Copy out the data below, putting "fill_rule" wherever "hole_rule" appears and leaving everything else unchanged.

## Begin Provided material

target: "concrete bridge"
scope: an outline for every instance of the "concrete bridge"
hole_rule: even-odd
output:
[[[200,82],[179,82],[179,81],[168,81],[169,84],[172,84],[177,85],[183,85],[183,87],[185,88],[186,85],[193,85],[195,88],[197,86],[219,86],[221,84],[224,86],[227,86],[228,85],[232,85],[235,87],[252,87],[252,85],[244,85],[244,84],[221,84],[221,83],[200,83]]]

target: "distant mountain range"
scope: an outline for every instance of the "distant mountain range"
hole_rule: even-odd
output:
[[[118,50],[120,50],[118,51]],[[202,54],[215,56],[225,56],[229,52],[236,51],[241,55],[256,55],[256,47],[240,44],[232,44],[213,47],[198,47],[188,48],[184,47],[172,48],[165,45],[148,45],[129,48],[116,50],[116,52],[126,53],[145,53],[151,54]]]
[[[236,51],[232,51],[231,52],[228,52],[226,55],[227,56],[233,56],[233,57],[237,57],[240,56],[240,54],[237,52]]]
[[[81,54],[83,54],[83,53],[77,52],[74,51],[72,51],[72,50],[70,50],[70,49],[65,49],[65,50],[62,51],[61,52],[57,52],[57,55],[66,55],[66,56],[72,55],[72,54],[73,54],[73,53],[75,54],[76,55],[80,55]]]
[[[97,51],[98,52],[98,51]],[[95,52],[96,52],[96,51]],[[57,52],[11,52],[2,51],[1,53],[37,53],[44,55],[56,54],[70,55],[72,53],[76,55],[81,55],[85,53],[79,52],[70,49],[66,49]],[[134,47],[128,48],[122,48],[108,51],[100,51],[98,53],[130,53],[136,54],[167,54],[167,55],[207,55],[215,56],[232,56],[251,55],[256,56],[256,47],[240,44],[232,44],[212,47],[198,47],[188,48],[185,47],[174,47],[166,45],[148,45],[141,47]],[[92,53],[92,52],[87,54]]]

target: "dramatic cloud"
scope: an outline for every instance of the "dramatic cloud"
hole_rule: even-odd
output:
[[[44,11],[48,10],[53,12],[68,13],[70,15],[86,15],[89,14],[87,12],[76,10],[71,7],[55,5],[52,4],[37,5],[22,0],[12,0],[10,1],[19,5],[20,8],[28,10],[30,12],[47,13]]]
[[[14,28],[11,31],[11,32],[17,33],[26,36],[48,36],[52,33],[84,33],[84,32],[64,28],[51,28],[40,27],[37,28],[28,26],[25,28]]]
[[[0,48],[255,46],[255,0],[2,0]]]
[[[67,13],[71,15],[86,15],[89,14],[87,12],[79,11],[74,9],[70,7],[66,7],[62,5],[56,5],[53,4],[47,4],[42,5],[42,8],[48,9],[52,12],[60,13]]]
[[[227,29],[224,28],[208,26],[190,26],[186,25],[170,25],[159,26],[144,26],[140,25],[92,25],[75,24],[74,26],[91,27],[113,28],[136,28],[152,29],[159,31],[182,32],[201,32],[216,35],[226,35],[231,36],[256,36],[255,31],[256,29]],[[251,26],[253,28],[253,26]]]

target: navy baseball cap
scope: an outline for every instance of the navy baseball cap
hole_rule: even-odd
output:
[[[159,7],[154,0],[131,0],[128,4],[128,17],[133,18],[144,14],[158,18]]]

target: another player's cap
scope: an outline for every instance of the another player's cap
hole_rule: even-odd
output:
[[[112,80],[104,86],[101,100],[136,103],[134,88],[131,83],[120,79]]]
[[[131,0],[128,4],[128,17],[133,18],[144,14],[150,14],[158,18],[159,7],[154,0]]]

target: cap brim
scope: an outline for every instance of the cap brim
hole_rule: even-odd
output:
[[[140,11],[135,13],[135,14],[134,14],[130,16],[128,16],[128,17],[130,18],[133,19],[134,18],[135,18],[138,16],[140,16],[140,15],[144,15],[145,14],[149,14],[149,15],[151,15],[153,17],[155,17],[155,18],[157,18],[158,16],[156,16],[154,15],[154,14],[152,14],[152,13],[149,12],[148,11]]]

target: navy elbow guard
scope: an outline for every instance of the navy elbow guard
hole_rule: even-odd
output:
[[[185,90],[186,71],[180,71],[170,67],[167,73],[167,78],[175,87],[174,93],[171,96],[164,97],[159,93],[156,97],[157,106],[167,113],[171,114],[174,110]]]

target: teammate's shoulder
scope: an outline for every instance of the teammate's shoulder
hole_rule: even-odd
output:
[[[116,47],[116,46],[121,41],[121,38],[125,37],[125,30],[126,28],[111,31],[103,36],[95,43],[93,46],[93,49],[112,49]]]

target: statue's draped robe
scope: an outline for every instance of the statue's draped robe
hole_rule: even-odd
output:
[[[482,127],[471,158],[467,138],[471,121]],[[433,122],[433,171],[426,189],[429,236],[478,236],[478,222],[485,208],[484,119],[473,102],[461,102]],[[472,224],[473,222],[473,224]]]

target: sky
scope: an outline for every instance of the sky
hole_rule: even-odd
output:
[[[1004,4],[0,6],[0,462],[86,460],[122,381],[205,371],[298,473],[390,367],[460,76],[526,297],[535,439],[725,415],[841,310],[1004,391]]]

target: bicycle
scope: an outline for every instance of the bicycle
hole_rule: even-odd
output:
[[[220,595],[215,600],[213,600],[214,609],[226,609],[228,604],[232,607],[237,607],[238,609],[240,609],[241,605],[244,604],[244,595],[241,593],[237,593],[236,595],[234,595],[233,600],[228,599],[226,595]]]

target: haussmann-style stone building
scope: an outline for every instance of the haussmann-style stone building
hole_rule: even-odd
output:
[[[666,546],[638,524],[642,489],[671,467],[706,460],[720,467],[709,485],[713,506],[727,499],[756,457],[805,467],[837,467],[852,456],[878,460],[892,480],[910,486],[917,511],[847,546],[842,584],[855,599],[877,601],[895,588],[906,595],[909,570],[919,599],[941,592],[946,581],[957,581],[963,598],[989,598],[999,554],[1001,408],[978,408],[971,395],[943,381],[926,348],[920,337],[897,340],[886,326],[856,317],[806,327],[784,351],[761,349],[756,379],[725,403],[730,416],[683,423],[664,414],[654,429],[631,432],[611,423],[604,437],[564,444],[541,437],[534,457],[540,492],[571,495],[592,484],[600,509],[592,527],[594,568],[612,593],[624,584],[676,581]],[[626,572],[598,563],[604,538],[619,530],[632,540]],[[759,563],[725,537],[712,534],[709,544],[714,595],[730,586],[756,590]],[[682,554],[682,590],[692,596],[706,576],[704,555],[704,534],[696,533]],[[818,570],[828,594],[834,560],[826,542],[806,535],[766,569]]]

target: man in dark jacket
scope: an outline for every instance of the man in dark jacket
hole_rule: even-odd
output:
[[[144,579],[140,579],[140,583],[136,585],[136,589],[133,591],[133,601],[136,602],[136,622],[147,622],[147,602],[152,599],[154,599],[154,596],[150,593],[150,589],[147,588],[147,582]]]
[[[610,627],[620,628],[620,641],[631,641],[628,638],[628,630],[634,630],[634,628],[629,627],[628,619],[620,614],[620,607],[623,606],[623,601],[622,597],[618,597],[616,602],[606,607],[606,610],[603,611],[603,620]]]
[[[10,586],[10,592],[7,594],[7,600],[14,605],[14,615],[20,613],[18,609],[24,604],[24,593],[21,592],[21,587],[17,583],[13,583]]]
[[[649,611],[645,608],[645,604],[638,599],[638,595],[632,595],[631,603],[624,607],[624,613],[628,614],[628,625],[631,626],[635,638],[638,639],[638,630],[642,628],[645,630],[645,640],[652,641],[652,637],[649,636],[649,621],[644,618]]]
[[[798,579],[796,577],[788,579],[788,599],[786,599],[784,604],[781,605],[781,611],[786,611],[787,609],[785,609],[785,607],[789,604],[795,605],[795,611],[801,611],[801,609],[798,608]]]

## End Provided material

[Output]
target: "concrete bridge"
scope: an outline for every instance of the "concrete bridge"
fill_rule: even-odd
output:
[[[200,82],[179,82],[179,81],[168,81],[169,84],[172,84],[177,85],[183,85],[183,87],[185,88],[186,85],[193,85],[195,88],[197,86],[219,86],[221,84],[224,86],[227,86],[228,85],[232,85],[235,87],[252,87],[252,85],[244,85],[244,84],[221,84],[221,83],[200,83]]]

target: "distant mountain range"
scope: an outline for every instance of the "distant mountain range"
fill_rule: even-odd
output:
[[[118,50],[120,50],[118,51]],[[202,54],[215,56],[225,56],[229,52],[236,51],[241,55],[256,55],[256,47],[240,44],[232,44],[213,47],[198,47],[188,48],[184,47],[172,48],[165,45],[148,45],[129,48],[116,50],[116,52],[126,53],[145,53],[151,54]]]
[[[236,51],[232,51],[231,52],[228,52],[226,55],[227,56],[233,56],[233,57],[237,57],[240,56],[240,54],[237,52]]]
[[[81,54],[83,54],[83,53],[77,52],[74,51],[72,51],[72,50],[70,50],[70,49],[65,49],[65,50],[62,51],[61,52],[57,52],[57,55],[66,55],[66,56],[72,55],[72,54],[73,54],[73,53],[75,54],[76,55],[80,55]]]
[[[97,51],[98,52],[98,51]],[[95,52],[96,52],[96,51]],[[57,52],[11,52],[2,51],[1,53],[37,53],[44,55],[56,54],[70,55],[72,53],[76,55],[81,55],[85,53],[79,52],[70,49],[66,49]],[[134,47],[128,48],[122,48],[108,51],[100,51],[98,53],[130,53],[136,54],[167,54],[167,55],[207,55],[215,56],[232,56],[251,55],[256,56],[256,47],[240,44],[232,44],[212,47],[198,47],[188,48],[185,47],[174,47],[166,45],[148,45],[141,47]],[[92,53],[92,52],[87,54]]]

target: "dramatic cloud"
scope: an outline for every instance of the "dramatic cloud"
fill_rule: even-odd
output:
[[[44,11],[48,10],[53,12],[68,13],[70,15],[86,15],[89,14],[87,12],[76,10],[71,7],[55,5],[52,4],[37,5],[22,0],[12,0],[10,1],[19,5],[20,8],[28,10],[30,12],[47,13]]]
[[[14,28],[11,31],[11,32],[17,33],[26,36],[48,36],[52,33],[84,33],[84,32],[64,28],[51,28],[40,27],[37,28],[28,26],[25,28]]]
[[[0,48],[255,46],[255,0],[2,0]]]
[[[67,13],[71,15],[86,15],[89,14],[87,12],[79,11],[74,9],[70,7],[66,7],[62,5],[56,5],[53,4],[47,4],[42,5],[42,8],[48,9],[52,12],[60,13]]]
[[[227,29],[224,28],[208,26],[190,26],[186,25],[170,25],[159,26],[144,26],[140,25],[92,25],[75,24],[74,26],[91,27],[113,28],[136,28],[152,29],[159,31],[182,32],[201,32],[216,35],[226,35],[231,36],[256,36],[255,31],[256,29]],[[251,26],[253,28],[253,26]]]

target: navy baseball cap
scope: an outline for every instance of the navy baseball cap
fill_rule: even-odd
output:
[[[159,7],[154,0],[131,0],[128,4],[128,17],[133,18],[144,14],[158,18]]]

target: another player's cap
scope: an outline for every instance of the another player's cap
fill_rule: even-odd
output:
[[[112,80],[104,86],[101,100],[136,103],[134,88],[131,83],[120,79]]]
[[[131,0],[128,4],[128,17],[133,18],[144,14],[150,14],[158,18],[159,7],[154,0]]]

target: cap brim
scope: an outline for every instance of the cap brim
fill_rule: even-odd
output:
[[[140,11],[135,13],[135,14],[134,14],[130,16],[128,16],[128,17],[130,18],[133,19],[134,18],[135,18],[138,16],[140,16],[140,15],[144,15],[145,14],[149,14],[149,15],[151,15],[153,17],[155,17],[155,18],[157,18],[158,16],[156,16],[154,15],[154,14],[152,14],[152,13],[149,12],[148,11]]]

target: navy elbow guard
scope: an outline for every instance of the navy elbow guard
fill_rule: even-odd
output:
[[[185,90],[186,71],[180,71],[170,67],[167,73],[167,78],[175,87],[174,93],[171,96],[164,97],[159,93],[156,97],[157,106],[167,113],[171,114],[174,110]]]

target: teammate's shoulder
scope: an outline for every instance of the teammate's shoulder
fill_rule: even-odd
output:
[[[116,47],[116,46],[121,41],[121,38],[125,37],[125,30],[126,28],[111,31],[103,36],[95,43],[93,46],[93,49],[112,49]]]

target: statue's draped robe
scope: an outline for every instance of the statue's draped robe
fill_rule: even-odd
output:
[[[482,127],[471,158],[467,138],[471,121]],[[433,122],[433,171],[426,189],[429,236],[478,236],[478,222],[485,208],[484,119],[473,102],[461,102]],[[472,224],[473,222],[473,224]]]

target: sky
scope: an outline for every instance of the sky
fill_rule: even-odd
output:
[[[1004,4],[0,6],[0,462],[86,460],[122,381],[205,371],[298,473],[390,367],[460,76],[526,297],[535,439],[725,415],[841,310],[1004,391]]]

target: bicycle
scope: an outline for every instance of the bicycle
fill_rule: even-odd
output:
[[[220,595],[215,600],[213,600],[214,609],[226,609],[228,604],[232,607],[237,607],[238,609],[240,609],[241,605],[244,604],[244,595],[241,593],[237,593],[236,595],[234,595],[233,600],[228,599],[226,595]]]

target: haussmann-style stone building
scope: an outline for every instance of the haussmann-style stone building
fill_rule: even-odd
output:
[[[666,546],[638,524],[642,489],[671,467],[706,460],[720,467],[709,485],[713,506],[727,499],[756,457],[805,467],[837,467],[852,456],[878,460],[892,480],[910,486],[917,511],[847,546],[842,584],[855,599],[877,601],[895,588],[906,595],[909,570],[919,599],[941,592],[946,581],[957,581],[963,598],[989,598],[999,554],[1001,408],[978,408],[971,395],[943,381],[926,348],[920,337],[897,340],[886,326],[856,317],[806,327],[784,351],[761,349],[756,379],[725,403],[730,416],[683,423],[664,414],[654,429],[631,432],[611,423],[604,437],[564,444],[541,437],[534,457],[540,492],[571,495],[592,484],[600,509],[592,527],[594,568],[612,593],[624,584],[676,581]],[[626,572],[598,563],[604,538],[619,530],[632,540]],[[759,563],[725,537],[712,534],[709,544],[714,595],[730,586],[756,590]],[[682,554],[682,590],[692,596],[706,576],[704,555],[704,534],[696,533]],[[818,570],[828,594],[834,560],[826,542],[806,535],[766,569]]]

target: man in dark jacket
scope: an outline for every instance of the man in dark jacket
fill_rule: even-odd
output:
[[[144,579],[140,579],[140,583],[136,585],[136,589],[133,591],[133,601],[136,602],[136,622],[147,622],[147,602],[152,599],[154,599],[154,596],[150,593],[150,589],[147,588],[147,582]]]
[[[610,627],[620,628],[620,641],[631,641],[628,638],[628,630],[634,630],[634,628],[629,627],[628,619],[620,614],[620,607],[623,606],[623,601],[622,597],[618,597],[616,602],[606,607],[606,610],[603,611],[603,620]]]
[[[10,586],[10,592],[7,594],[7,600],[14,605],[14,615],[20,613],[18,609],[24,604],[24,593],[21,592],[21,587],[17,583],[13,583]]]
[[[649,611],[645,608],[645,604],[638,599],[638,595],[632,595],[631,603],[624,607],[624,613],[628,614],[628,625],[631,626],[635,638],[638,639],[638,630],[642,628],[645,630],[645,640],[652,641],[652,637],[649,636],[649,621],[644,618]]]
[[[798,579],[796,577],[788,579],[788,599],[786,599],[784,604],[781,605],[781,611],[786,611],[787,609],[785,609],[785,607],[789,604],[795,605],[795,611],[801,611],[801,609],[798,608]]]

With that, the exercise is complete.